_Seçilen metin_:

_ _ _ _ _ _ _

Ey toplum; eğer sen fakirsen, açsan, siyasi ve ekonomik güç sahipleri tarafından sömürülüyorsan, bunun sebebinin egemenlerin sana anlattığı hikayeler olmadığını bil. Yolsuzluk ve hırsızlık almış başını gidiyor ve hukuk da buna set çekemiyor, adalette körleşmişse ve bunları kimse çözmüyorsa, bilin ki hepsi egemenlerin yüzündendir şeklinde mealen bilgiler aktarıyor.

Fikret Başkaya, çoğu ülkede yaşanan sosyal felaketlerin ve yozlaşmanın kökenlerini açık bir şekilde ifade ediyor. Dünyaya dayatılan Avrupa-Merkezli bakışa açısının beslendiği kaynağı da gösteriyor. Bilimin bile Avrupa bakış açısıyla nasıl pespaye edildiğini de gösteriyor. Bir takım aydınların Avrupa-Merkezli bakış açısının yayılması için seçildiğinden de bahsediyor. Televizyonlardaki tartışma programlarında sürekli hep aynı kişilerin bozuk plak gibi aynı şeyleri tekrarlaması ve danışıklı olarak kavga ettirilmesi de gerçeklerin gizlenmesi ve sadece o kavgaya odaklanılması için yapılan bir kurgudan ibarettir.

Dünyaya egemen olan Avrupa-Merkezli bakış açısının sosyoloji arkasındaki baş temsilcilerinin de nesnel değil tamamen ırkçı bakış açısıyla olayları değerlendirdiği ve ‘Avrupa’nın üstünlüğü’ tezini ileri sürdüklerinden bahsediyor. Bu tezin dünden bugüne devam ettiğini ifade eden Başkaya, Üçüncü Dünya ülkelerindeki aydın sınıfının da Avrupa’nın üstünlüğünü savunan bilimcileri beslediğini; kendi topraklarını, kültürünü, dinini, dilini, tarihini bilmeyen veya bilse bile Avrupa -Merkezli bakış açısıyla olayları yorumlayan zümrenin ancak onların sözcüğünü yapmaktan öteye gidemeyeceklerini de anlatmaya çalışıyor. Örneğin, Birinci ve İkinci Paylaşım Savaşları adının bile gerçeklerin saptırılması neticesinde ‘Dünya’ savaşı olarak nitelendirildiğini ifade ediyor.

_ _ _ _ _ _ _

_Veri kümesi bölümü_:
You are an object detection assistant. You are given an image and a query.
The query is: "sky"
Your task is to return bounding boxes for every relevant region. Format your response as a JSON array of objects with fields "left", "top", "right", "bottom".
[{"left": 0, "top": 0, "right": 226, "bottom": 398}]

_ _ _ _ _ _ _

_Verilen görev_:
Lütfen seçilen metinde "Fikret Başkaya, çoğu" sözcüklerini içeren yerle açılıp "bir kurgudan ibarettir." sözcükleriyle kapanan kısmı harfi harfine yazıya geçir. Bu malzemeye ihtiyaç yoktur.

_Sorunun çözümü_:
Fikret Başkaya, çoğu ülkede yaşanan sosyal felaketlerin ve yozlaşmanın kökenlerini açık bir şekilde ifade ediyor. Dünyaya dayatılan Avrupa-Merkezli bakışa açısının beslendiği kaynağı da gösteriyor. Bilimin bile Avrupa bakış açısıyla nasıl pespaye edildiğini de gösteriyor. Bir takım aydınların Avrupa-Merkezli bakış açısının yayılması için seçildiğinden de bahsediyor. Televizyonlardaki tartışma programlarında sürekli hep aynı kişilerin bozuk plak gibi aynı şeyleri tekrarlaması ve danışıklı olarak kavga ettirilmesi de gerçeklerin gizlenmesi ve sadece o kavgaya odaklanılması için yapılan bir kurgudan ibarettir.